Entries:
━━━━

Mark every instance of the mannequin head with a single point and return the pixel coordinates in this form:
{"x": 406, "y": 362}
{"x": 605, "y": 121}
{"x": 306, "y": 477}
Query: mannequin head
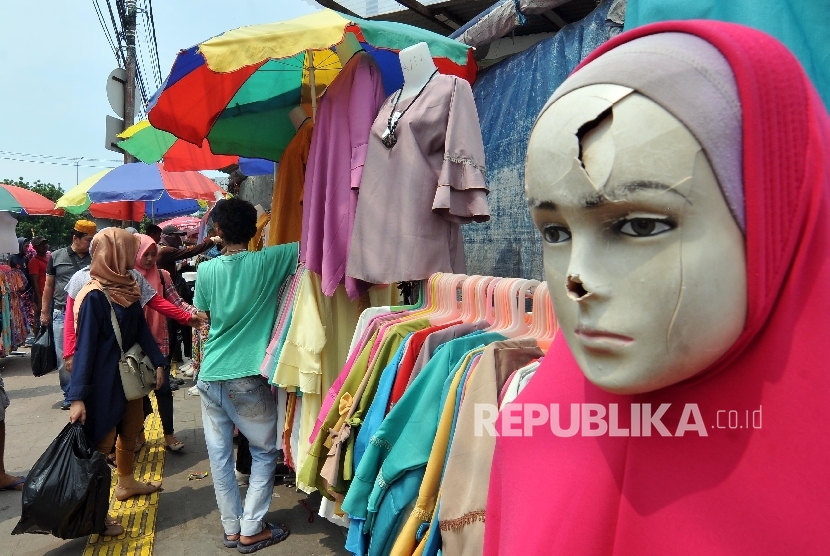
{"x": 644, "y": 259}
{"x": 417, "y": 66}
{"x": 347, "y": 48}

━━━━

Task description:
Please output every line of the entries above without any changes, omitting the pictures.

Written response:
Mark every instance of the mannequin head with a single point and return the pixel coordinates in this form:
{"x": 406, "y": 362}
{"x": 605, "y": 121}
{"x": 306, "y": 477}
Query: mannequin head
{"x": 644, "y": 259}
{"x": 417, "y": 66}
{"x": 347, "y": 48}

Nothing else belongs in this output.